──────── Study text ────────
Moon Knight’s first of his seven – yes, seven – series lasted just 38 issues, which is an achievement by today’s standards. Apart from Sienkiewicz’s broody, unique illustrations, the series is also remembered for being a pioneering experiment in Marvel’s distribution strategy, which saw certain titles being exclusively sold at comics speciality stores – a move that backfired and expedited this title’s demise
The Konshu influence
Take two of Moon Knight’s career started and ended even more disastrously. Ditching the multiple identities, the supporting team and the nifty moon-themed arsenal, this Fist of Khonshu era was 100% focused on his role as Khonshu’s avatar.
One interesting revelation from this six-issue mini-series was that it diagnosed Moon Knight’s schizophrenia triggered by the stress of maintaining various identities.
Moon Knight later continues his “avatar role” in the pages of West Coast Avengers, develops a relationship with Tigra, but eventually dies. But guess what? He is resurrected by Khonshu again!
Acknowledging that they ODed on the Khonshu-influence the last round, Marvel brought back the original Moon Knight, together with some key enhancements. From introducing a new sidekick (Midnight) to upgrading his Kevlar costume with adamantium armour, this series of 60 issues was well occupied by the appearances of key Marvel characters such as the Avengers, New Warriors, Punisher, Spider-Man and even Doctor Doom.
Alas, weak scripting made the entire series rather forgettable. For the record, Moon Knight “dies” (again) in the last issue.... Well, no prizes for guessing who resurrects him (again).
A 2006 revamp by Charlie Huston and David Finch featured Spector being crippled after a brutal battle with Bushman. Abandoned in every sense, Spector has no choice but to rebuild his “collaboration” with Khonshu.
The focus throughout these 30 issues is on Spector’s mental instability. Compounding matters is Khonshu’s role switching from protector to protagonist, making this series and the ensuing Vengeance Of Moon Knight series very deep dives into Spector’s psyche.
Bendis and Ellis
After years of diagnosing and dissecting Moon Knight’s mental instability and schizophrenia, it took Brian Michael Bendis to spin Moon Knight’s health ailments into something positive.
──────── Information given ────────
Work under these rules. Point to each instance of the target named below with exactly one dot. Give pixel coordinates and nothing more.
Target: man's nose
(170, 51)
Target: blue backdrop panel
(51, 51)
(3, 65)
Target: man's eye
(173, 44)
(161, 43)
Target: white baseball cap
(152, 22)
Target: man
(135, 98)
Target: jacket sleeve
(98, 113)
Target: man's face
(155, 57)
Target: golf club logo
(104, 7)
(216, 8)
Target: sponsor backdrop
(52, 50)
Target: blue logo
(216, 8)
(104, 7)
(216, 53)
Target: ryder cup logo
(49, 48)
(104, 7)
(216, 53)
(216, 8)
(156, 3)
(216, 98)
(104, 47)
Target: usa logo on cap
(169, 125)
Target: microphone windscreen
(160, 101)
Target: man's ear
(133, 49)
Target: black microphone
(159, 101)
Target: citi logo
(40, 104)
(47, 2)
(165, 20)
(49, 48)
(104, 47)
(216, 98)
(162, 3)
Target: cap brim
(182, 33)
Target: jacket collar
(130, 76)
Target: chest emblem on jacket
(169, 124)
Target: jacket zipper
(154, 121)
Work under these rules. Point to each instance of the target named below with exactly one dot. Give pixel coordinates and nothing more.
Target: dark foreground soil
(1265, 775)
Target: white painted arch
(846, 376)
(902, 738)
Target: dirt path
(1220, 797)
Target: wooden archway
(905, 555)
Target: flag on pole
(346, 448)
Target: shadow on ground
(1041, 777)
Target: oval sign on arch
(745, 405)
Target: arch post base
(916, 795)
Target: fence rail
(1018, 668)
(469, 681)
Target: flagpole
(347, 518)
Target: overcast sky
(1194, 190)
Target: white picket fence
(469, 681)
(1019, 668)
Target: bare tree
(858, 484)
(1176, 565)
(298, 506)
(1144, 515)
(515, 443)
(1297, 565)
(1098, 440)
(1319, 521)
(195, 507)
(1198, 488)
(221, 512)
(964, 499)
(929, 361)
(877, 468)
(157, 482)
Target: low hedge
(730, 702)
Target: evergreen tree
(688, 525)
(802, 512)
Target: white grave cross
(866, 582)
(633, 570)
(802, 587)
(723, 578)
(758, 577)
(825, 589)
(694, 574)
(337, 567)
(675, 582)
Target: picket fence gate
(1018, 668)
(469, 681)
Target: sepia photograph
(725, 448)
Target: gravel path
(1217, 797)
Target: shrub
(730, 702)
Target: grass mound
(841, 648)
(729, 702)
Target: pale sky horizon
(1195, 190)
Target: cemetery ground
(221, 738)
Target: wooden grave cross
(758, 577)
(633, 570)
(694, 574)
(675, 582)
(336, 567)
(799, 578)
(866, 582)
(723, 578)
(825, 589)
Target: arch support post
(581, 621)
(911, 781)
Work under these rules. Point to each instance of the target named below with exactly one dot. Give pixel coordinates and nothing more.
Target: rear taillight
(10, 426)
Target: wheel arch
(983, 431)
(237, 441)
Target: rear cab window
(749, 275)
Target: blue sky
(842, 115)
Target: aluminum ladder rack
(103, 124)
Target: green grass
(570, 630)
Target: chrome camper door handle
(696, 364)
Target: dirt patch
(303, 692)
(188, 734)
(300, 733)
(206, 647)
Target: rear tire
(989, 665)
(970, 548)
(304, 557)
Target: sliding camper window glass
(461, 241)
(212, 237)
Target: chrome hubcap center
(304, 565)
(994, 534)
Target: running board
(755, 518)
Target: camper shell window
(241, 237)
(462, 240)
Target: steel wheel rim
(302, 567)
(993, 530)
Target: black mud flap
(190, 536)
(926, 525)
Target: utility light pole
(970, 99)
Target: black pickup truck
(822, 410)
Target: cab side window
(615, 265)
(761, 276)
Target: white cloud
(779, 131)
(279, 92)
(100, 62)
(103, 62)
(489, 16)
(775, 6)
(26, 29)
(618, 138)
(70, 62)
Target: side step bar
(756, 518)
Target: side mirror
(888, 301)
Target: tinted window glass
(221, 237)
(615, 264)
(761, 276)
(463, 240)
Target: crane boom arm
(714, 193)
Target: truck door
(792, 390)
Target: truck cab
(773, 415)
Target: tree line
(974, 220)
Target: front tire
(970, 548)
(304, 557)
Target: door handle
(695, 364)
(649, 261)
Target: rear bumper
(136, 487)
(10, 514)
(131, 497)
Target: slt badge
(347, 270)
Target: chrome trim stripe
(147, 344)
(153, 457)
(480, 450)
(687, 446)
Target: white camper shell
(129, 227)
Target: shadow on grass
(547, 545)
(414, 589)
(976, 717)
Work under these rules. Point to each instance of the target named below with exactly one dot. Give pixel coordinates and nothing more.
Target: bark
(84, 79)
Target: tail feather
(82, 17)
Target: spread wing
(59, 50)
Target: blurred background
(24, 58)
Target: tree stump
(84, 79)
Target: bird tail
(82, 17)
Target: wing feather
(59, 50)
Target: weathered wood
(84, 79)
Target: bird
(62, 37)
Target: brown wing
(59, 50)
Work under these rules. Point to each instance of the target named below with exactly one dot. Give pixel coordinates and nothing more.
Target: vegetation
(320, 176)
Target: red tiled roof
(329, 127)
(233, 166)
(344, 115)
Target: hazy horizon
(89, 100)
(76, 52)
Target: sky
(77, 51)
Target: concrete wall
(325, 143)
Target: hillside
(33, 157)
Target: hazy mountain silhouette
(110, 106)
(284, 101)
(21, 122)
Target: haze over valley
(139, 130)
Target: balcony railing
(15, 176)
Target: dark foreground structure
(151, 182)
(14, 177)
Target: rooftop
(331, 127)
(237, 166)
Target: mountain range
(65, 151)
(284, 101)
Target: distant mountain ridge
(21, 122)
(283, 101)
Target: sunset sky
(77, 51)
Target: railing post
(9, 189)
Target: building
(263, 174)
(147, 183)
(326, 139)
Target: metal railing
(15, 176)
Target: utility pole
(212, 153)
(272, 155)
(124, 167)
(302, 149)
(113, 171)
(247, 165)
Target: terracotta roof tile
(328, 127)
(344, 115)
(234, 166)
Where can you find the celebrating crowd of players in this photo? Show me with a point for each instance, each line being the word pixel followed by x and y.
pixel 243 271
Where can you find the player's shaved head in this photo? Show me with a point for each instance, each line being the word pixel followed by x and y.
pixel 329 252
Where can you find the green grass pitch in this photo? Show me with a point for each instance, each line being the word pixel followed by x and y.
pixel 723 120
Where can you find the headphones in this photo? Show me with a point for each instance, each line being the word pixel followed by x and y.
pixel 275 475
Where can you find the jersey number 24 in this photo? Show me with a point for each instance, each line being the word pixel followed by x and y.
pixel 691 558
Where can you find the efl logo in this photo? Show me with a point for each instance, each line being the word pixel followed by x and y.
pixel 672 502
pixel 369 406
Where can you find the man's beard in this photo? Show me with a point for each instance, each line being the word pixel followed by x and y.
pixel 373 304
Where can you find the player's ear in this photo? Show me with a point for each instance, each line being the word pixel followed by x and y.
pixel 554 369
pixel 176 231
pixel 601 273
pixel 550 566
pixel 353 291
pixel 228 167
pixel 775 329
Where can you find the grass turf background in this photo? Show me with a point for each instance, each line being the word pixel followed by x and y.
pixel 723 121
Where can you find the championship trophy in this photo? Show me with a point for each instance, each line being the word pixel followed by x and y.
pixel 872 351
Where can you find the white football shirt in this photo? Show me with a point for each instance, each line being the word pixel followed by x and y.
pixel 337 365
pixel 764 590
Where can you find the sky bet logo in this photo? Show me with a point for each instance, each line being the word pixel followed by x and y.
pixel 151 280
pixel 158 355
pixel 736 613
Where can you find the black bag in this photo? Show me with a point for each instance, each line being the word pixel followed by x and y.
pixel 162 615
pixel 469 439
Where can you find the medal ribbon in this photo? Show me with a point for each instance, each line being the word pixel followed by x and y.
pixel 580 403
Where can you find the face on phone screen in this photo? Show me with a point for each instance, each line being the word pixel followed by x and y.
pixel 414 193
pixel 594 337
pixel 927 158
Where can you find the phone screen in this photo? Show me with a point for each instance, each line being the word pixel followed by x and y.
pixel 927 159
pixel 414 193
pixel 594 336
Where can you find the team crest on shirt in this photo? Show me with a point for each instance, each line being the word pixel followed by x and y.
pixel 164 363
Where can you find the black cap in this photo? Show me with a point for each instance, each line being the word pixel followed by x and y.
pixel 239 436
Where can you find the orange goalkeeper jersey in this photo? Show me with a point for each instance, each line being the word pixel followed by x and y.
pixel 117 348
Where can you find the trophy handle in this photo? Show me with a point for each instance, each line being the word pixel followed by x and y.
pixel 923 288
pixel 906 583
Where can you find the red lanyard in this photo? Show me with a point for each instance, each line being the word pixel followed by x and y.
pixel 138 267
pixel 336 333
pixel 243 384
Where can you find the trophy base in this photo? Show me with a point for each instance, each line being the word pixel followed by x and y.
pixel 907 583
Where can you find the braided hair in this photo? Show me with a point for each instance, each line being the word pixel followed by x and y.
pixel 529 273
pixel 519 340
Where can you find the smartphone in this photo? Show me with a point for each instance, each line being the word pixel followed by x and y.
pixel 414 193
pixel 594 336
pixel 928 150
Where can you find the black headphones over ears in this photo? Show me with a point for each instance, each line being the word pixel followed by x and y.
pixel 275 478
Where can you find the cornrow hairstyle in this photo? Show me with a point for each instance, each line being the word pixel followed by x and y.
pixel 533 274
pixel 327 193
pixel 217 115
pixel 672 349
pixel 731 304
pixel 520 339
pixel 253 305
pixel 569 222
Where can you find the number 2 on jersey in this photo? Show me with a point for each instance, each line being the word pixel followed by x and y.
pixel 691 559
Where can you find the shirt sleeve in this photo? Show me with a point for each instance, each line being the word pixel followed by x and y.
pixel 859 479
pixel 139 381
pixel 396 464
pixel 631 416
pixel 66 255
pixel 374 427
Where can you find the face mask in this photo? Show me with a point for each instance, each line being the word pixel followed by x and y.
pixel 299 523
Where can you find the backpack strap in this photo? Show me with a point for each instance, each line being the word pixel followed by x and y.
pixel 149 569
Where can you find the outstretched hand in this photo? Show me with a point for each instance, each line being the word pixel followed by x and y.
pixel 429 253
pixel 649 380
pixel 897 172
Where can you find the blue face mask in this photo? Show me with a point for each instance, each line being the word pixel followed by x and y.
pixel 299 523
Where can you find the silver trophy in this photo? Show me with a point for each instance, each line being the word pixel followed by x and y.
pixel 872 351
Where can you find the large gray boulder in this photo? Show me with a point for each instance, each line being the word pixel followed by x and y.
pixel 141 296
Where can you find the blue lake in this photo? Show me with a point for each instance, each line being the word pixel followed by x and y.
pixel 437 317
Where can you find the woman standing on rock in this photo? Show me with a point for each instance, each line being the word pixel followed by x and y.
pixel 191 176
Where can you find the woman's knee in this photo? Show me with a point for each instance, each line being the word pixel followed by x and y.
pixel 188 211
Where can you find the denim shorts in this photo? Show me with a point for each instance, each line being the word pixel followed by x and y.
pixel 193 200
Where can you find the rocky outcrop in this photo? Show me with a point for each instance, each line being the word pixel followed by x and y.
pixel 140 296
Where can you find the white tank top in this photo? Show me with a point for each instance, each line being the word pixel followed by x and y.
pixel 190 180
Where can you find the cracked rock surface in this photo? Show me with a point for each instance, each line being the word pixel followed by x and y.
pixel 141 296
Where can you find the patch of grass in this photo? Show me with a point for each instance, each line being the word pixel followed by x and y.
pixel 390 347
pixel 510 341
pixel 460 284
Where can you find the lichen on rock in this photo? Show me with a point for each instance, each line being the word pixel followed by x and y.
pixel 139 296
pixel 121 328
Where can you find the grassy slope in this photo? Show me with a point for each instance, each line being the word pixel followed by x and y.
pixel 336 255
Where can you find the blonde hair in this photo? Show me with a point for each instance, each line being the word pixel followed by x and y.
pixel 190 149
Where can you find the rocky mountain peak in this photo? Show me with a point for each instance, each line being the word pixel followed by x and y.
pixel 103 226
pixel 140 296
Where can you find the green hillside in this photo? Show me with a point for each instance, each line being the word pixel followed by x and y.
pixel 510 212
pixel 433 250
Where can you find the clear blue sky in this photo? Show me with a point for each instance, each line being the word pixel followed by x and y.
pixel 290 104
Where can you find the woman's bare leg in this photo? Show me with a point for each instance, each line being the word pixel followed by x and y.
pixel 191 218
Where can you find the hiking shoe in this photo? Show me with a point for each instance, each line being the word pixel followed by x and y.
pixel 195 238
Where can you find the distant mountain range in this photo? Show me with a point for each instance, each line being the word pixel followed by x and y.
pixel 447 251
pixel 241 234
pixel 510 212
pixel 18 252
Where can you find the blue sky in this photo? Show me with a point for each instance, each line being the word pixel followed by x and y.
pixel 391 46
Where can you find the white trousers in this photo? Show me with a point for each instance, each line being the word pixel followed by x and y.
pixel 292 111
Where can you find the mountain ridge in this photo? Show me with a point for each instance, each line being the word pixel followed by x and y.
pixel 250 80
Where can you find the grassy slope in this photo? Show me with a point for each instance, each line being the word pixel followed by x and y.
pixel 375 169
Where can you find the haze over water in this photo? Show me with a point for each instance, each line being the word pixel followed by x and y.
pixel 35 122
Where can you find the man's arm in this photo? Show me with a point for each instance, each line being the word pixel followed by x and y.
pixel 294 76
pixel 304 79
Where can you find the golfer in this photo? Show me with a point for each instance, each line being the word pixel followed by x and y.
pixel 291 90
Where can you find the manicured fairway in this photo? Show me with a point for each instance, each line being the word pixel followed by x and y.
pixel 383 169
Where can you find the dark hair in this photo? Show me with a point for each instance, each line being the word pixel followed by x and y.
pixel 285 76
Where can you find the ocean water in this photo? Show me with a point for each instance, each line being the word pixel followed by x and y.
────────
Continue the Moon Knight article, picking up after its final sentence. The records have no connection to the Moon Knight article.

### Task response
Ironically, the positive comes in the form of more multiple personalities, with Spector having three imaginary super friends (ie Spidey, Cap America and Wolverine) to keep his sanity in check. Courtesy of these “friends” watching over him, Spector relocates to Hollywood and becomes the creator/director of a TV show based on his own superheroics called Legends Of Khonshu.
While Bendis’s work on the Moon Knight from 2011 to 2012 set a solid foundation for future stories, Warren Ellis took it to another level. Stripping out decades of layers on which the Moon Knight mythos was forged, Ellis reinvented the Moon Knight as ... Mr Knight, a new persona for Spector to help him, um, control the other personas.
The latest diagnosis here is that Spector doesn’t have DID after all but something even worse: his mind had been “colonised” by Khonshu and he has brain damage.
All in all, the 17 issues here have added a new dimension to Spector’s state of mind and the state of play between him and Khonshu, setting up the tempo for Jeff Lemire’s mind-boggling take on the Moon Knight, which we reckon is one of 2017's best comics.
In his recent run on the title, Lemire took us into the deepest psyche of Marc Spector, as he grapples between reality and Khonshu’s twisted fantasy. Is he actually the Moon Knight? Is he actually a psychiatric patient whose delusion of being a superhero is a form of escapism? Or is he once again a pawn in Khonshu’s game?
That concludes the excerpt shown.